- SELECTED EXTRACT
3) Blatant blackmail
In 2012 senior editors of the television channel Zee News were arrested for allegedly demanding Rs 100 crore from Jindal Power and Steel Ltd. In return for this pay-off they offered to dilute their network’s campaign against the company in the coal scam. The blackmail was exposed when JSPL chairman and Congress MP Naveen Jindal conducted a reverse sting on the network’s executives.

4) Widening legal regulatory gap
The Press Council of India has dragged its feet on addressing paid news and other unethical practices, according to the EJN report. In April 2003, a photojournalist tipped the Council off on the practice of advertisements being published as news for a fee. Instead of investigating the matter, the Council merely asked media companies to consider their how their credibility is affected, and issued guidelines they should follow to distinguish news from advertisements.

The PCI also failed to act on a damning report produced by journalists Paranjoy Guha Thakurta and K Sreenivas Reddy on the immunity of the media using paid news. Instead of publishing the report, the Council chose to keep it reference material because it could dent the image of media houses! The report came into the public domain only later based on a Right to Information petition.

5) Flawed measurements of audience reach and readership
The yardsticks to measure the reach and impact of the Indian media are dubious at best, the report says. The EJN report cites the example of the Indian Readership Survey of 2013, which claims that the readership of English newspapers fell by a whopping 20% without attributing any reasons to the fall. Moreover, the survey found that the leading English paper in Nagpur Hitvada didn’t appear to have a single reader while it had a certified circulation of more than 60,000.

Television ratings also fail to tell the real picture. Ratings consultants are paid off by TV channels to tamper with the system and they do so in ingenious ways. New TVs are gifted to homes in which the supposedly-secret meters are located and residents are told that they can watch anything on it as long as they are tuned into certain channels on the TV connected to the meter.

- PROMPT A
Write out again, without any change, the rows from the line holding "Mark the grey" through the last of the rows, inclusive.

- MATERIALS PROVIDED

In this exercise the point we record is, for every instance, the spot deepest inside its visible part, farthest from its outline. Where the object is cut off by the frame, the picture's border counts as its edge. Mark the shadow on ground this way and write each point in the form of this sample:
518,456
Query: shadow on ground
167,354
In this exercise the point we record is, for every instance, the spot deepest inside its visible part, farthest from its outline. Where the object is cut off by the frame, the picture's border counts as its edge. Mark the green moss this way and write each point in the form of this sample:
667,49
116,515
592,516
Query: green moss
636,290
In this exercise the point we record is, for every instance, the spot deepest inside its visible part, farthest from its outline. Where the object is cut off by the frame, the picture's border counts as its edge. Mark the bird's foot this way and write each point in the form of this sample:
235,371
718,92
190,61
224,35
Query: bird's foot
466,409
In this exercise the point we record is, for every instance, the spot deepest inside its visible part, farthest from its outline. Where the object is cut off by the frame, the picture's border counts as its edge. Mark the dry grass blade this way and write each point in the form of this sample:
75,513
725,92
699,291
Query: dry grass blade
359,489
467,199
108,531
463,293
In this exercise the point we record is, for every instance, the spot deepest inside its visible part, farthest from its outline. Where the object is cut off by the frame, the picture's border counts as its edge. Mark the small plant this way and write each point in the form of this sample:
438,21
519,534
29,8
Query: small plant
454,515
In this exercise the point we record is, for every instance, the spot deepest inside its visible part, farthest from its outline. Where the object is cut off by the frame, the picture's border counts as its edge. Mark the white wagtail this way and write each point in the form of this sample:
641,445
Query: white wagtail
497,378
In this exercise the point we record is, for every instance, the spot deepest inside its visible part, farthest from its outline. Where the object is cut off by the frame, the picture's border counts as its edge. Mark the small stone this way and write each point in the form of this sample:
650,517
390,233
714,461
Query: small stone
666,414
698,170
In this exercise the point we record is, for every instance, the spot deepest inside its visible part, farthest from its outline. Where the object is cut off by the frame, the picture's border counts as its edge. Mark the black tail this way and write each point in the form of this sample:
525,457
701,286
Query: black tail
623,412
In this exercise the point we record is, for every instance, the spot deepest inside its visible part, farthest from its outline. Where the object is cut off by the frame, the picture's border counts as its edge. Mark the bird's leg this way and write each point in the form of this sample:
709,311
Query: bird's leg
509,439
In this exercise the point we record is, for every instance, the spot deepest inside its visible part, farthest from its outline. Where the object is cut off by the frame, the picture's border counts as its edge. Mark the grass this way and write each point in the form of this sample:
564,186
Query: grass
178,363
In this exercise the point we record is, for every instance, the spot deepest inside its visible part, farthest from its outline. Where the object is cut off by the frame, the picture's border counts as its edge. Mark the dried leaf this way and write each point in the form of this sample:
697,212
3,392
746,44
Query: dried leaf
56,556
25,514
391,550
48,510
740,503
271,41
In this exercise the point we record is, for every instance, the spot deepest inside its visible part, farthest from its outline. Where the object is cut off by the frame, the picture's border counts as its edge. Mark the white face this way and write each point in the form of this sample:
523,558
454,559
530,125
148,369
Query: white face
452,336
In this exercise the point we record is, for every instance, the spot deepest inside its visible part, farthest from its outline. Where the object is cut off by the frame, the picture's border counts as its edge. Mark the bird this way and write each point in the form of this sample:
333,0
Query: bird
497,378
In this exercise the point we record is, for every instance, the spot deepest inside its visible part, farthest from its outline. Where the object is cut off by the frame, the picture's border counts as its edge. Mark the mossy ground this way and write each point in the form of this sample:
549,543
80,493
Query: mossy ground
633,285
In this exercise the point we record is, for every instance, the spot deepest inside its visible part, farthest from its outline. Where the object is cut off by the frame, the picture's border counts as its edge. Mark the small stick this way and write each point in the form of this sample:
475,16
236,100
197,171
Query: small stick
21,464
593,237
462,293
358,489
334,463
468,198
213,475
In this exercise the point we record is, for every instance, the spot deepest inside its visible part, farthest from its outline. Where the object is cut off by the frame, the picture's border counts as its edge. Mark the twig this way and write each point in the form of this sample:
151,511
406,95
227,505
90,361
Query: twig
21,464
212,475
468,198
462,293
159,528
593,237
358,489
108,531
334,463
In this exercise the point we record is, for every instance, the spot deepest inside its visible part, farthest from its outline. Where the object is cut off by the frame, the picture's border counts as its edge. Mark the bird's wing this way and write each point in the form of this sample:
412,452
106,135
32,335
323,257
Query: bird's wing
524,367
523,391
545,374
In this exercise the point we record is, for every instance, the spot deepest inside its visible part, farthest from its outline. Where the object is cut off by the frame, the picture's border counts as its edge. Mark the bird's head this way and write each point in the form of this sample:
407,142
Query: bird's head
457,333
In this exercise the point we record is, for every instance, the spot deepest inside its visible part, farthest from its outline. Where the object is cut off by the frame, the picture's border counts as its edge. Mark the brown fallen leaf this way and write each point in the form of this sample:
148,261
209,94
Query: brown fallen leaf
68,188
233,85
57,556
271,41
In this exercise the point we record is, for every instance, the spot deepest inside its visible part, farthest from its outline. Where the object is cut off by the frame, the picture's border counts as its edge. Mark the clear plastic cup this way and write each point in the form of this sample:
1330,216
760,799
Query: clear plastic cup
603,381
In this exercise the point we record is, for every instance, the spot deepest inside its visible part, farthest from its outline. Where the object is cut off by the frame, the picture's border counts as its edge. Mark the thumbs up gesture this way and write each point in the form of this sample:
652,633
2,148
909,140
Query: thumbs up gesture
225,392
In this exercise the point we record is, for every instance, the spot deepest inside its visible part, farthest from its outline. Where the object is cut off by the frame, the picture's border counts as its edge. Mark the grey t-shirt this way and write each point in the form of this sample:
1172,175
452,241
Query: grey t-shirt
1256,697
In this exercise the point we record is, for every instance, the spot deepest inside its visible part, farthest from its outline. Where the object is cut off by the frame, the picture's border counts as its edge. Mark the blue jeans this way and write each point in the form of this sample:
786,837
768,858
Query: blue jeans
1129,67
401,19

- PROMPT B
In the text on Indian media practices, what certified circulation did the Nagpur paper Hitvada have?

- FULL OUTPUT A
In this exercise the point we record is, for every instance, the spot deepest inside its visible part, farthest from its outline. Where the object is cut off by the frame, the picture's border counts as its edge. Mark the grey t-shirt this way and write each point in the form of this sample:
1172,175
452,241
Query: grey t-shirt
1256,697
In this exercise the point we record is, for every instance, the spot deepest inside its visible part, farthest from its outline. Where the object is cut off by the frame, the picture's border counts as its edge. Mark the blue jeans this way and write each point in the form of this sample:
786,837
768,858
Query: blue jeans
1129,67
401,19

- FULL OUTPUT B
More than 60,000.